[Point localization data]

▼▼▼

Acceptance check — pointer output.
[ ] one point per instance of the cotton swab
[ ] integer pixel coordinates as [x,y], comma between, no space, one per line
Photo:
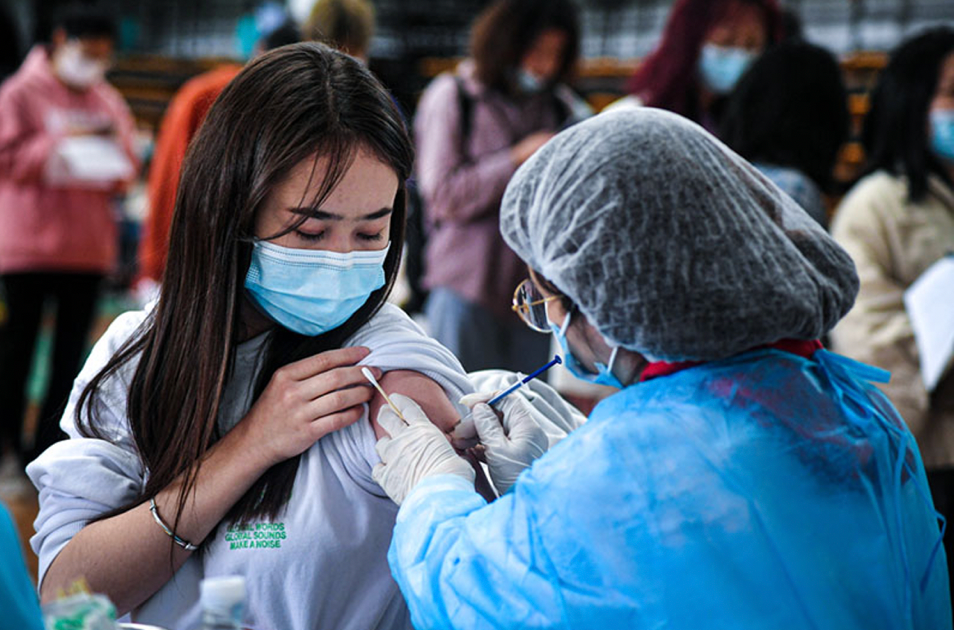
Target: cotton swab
[368,375]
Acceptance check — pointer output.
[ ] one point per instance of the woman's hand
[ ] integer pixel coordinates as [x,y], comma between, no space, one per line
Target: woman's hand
[306,400]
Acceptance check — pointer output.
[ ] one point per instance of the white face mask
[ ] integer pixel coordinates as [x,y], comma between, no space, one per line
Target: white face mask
[76,69]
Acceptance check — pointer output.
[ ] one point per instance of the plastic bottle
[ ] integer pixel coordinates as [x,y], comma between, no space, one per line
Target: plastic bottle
[223,603]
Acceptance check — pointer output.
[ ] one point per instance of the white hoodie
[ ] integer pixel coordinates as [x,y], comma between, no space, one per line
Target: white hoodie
[321,564]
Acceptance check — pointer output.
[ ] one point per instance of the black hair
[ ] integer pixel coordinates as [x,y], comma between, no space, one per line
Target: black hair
[291,104]
[84,23]
[895,135]
[506,30]
[789,109]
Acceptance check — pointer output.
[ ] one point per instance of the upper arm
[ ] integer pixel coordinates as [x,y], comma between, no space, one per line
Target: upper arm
[423,390]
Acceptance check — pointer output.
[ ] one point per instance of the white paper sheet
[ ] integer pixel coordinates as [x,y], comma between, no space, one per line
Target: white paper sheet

▲▲▲

• _Activity_
A verbatim transcription is required of the lines from the one with "Target: upper arm" through the final line of the entries above, and of nothing else.

• _Reply_
Target: upper arm
[423,390]
Acceptance check — pointer output.
[ ] one point per instance of the white paper sheet
[ ] integer pixel coordinates as [x,y], comma between, no space, one per line
Target: white paper sheet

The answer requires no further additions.